#### [EXTRACTED DATA]
..............................
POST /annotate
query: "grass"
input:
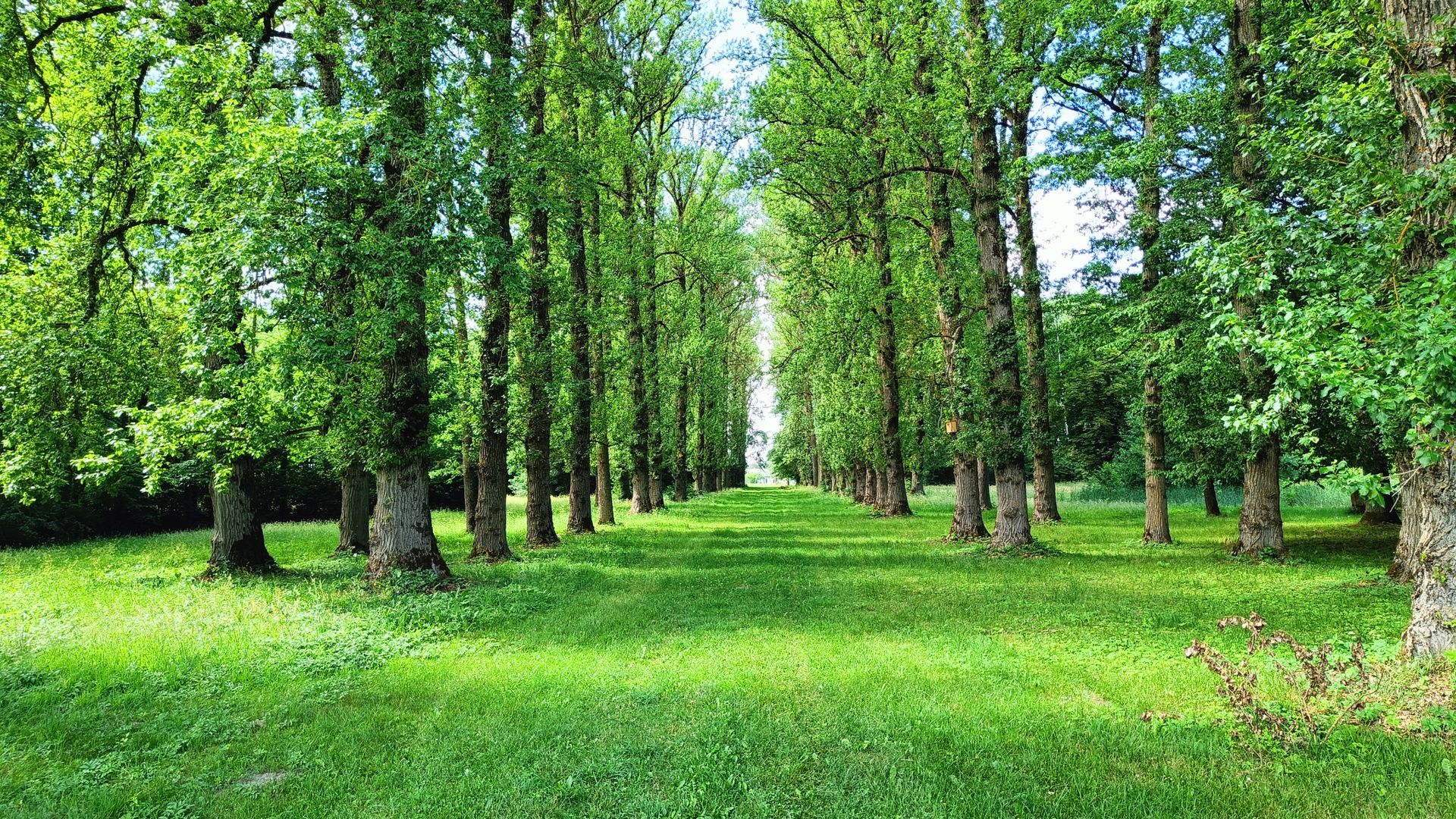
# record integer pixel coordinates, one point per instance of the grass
(758, 653)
..............................
#### [GIVEN PROBLEM]
Update the items above by replacing "grass" with "lawn" throughout, leaving all else unchanged. Omit the pictures from your answer.

#### [FINISHED TASK]
POST /annotate
query: "lawn"
input:
# record integer pixel coordinates, one point per instance of the lawn
(758, 653)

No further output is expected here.